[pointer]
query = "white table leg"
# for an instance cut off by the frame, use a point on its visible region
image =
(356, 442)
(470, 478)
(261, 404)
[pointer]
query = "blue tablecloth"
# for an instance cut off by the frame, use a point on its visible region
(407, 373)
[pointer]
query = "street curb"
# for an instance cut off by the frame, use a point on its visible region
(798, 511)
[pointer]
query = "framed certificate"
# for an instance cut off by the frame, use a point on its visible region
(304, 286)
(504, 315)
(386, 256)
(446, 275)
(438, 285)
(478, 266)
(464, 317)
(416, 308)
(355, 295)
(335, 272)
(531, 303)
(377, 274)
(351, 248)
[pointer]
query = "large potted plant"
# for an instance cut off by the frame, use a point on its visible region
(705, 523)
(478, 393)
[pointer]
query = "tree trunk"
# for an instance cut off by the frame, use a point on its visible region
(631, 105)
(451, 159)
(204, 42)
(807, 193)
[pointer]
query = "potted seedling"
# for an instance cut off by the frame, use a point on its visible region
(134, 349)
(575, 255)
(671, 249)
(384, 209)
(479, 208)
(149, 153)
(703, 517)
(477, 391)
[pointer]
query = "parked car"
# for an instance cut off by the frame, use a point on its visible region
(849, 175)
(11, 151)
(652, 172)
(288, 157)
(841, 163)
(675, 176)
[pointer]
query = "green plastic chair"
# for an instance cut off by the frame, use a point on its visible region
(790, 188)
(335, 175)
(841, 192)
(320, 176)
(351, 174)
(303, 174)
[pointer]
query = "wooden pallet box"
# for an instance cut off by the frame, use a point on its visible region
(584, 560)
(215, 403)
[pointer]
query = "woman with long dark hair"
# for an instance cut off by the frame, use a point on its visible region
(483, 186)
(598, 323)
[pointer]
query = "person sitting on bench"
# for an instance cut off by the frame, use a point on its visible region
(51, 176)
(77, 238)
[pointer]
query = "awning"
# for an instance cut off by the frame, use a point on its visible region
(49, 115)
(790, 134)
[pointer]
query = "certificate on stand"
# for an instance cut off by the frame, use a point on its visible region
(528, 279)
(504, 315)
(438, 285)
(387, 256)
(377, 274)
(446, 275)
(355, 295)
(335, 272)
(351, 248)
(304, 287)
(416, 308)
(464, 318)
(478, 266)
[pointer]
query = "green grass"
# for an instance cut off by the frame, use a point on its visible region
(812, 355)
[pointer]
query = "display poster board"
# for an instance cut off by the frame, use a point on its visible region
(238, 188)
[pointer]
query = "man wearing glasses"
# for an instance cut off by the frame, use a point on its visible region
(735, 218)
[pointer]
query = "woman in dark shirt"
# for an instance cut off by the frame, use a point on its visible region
------------------------
= JOB =
Could you quote the material above in full, exactly as it stands?

= EXERCISE RESPONSE =
[pointer]
query = "white table leg"
# for an instance cut off by the frame, use a point on its visible region
image =
(356, 442)
(470, 478)
(261, 404)
[pointer]
query = "blue tablecloth"
# for an instance cut off by the frame, use a point on its visible region
(407, 373)
[pointer]
query = "street curb"
# for an instance cut off by the frame, use a point on its visible region
(798, 511)
[pointer]
query = "framed certificate"
# for an instance cut off by the frame, use a point on its visible region
(304, 286)
(504, 315)
(386, 256)
(446, 275)
(438, 285)
(478, 266)
(464, 317)
(416, 308)
(355, 295)
(335, 272)
(531, 303)
(377, 274)
(351, 248)
[pointer]
query = "large potted plant"
# for an instance cut off by the frame, use a point on its visible region
(705, 523)
(478, 393)
[pointer]
query = "tree trunk"
# for an instance cut off by the frame, use a point on its visible region
(631, 105)
(451, 159)
(204, 42)
(807, 193)
[pointer]
query = "potted seedling"
# for an instance cut off by the frame, use a point on its visible region
(134, 349)
(575, 255)
(671, 249)
(384, 209)
(479, 208)
(149, 153)
(703, 517)
(477, 391)
[pointer]
query = "parked car"
# for an instance cut off by the frame, use a point on its visible region
(849, 175)
(11, 151)
(652, 172)
(288, 157)
(841, 163)
(675, 176)
[pointer]
query = "green plastic chair"
# for an instance cut off by the frame, use a point on its visible region
(790, 188)
(335, 175)
(841, 192)
(320, 176)
(351, 174)
(303, 174)
[pointer]
query = "wooden pallet box"
# for an instance cut off by the frame, use a point on its visible region
(584, 560)
(215, 403)
[pointer]
query = "woman with long dark hair"
# for an instance cut off by the frame, use a point on its visible region
(483, 186)
(598, 323)
[pointer]
query = "person sitting on bench"
# for an instance cut off by the frame, use a point on its visible region
(51, 176)
(77, 238)
[pointer]
query = "awning"
# for an instance cut off by the frame, use a point on its visible region
(49, 115)
(790, 134)
[pointer]
query = "certificate on stand"
# for an instance cut off by the frame, use a point on its visible region
(528, 279)
(504, 315)
(438, 285)
(387, 256)
(377, 274)
(446, 275)
(355, 295)
(335, 272)
(351, 248)
(304, 287)
(416, 308)
(464, 318)
(478, 266)
[pointer]
query = "green grass"
# for an instance cut off by the frame, use a point on its visible region
(812, 355)
[pointer]
query = "display poster board"
# for an instance cut off by the frame, use a point on its visible region
(238, 188)
[pointer]
query = "man wearing glasses"
# for an instance cut off by the frame, use a point on its visible region
(735, 218)
[pointer]
query = "woman in dark shirt"
# for an instance cut off by the frame, use a point on its visible region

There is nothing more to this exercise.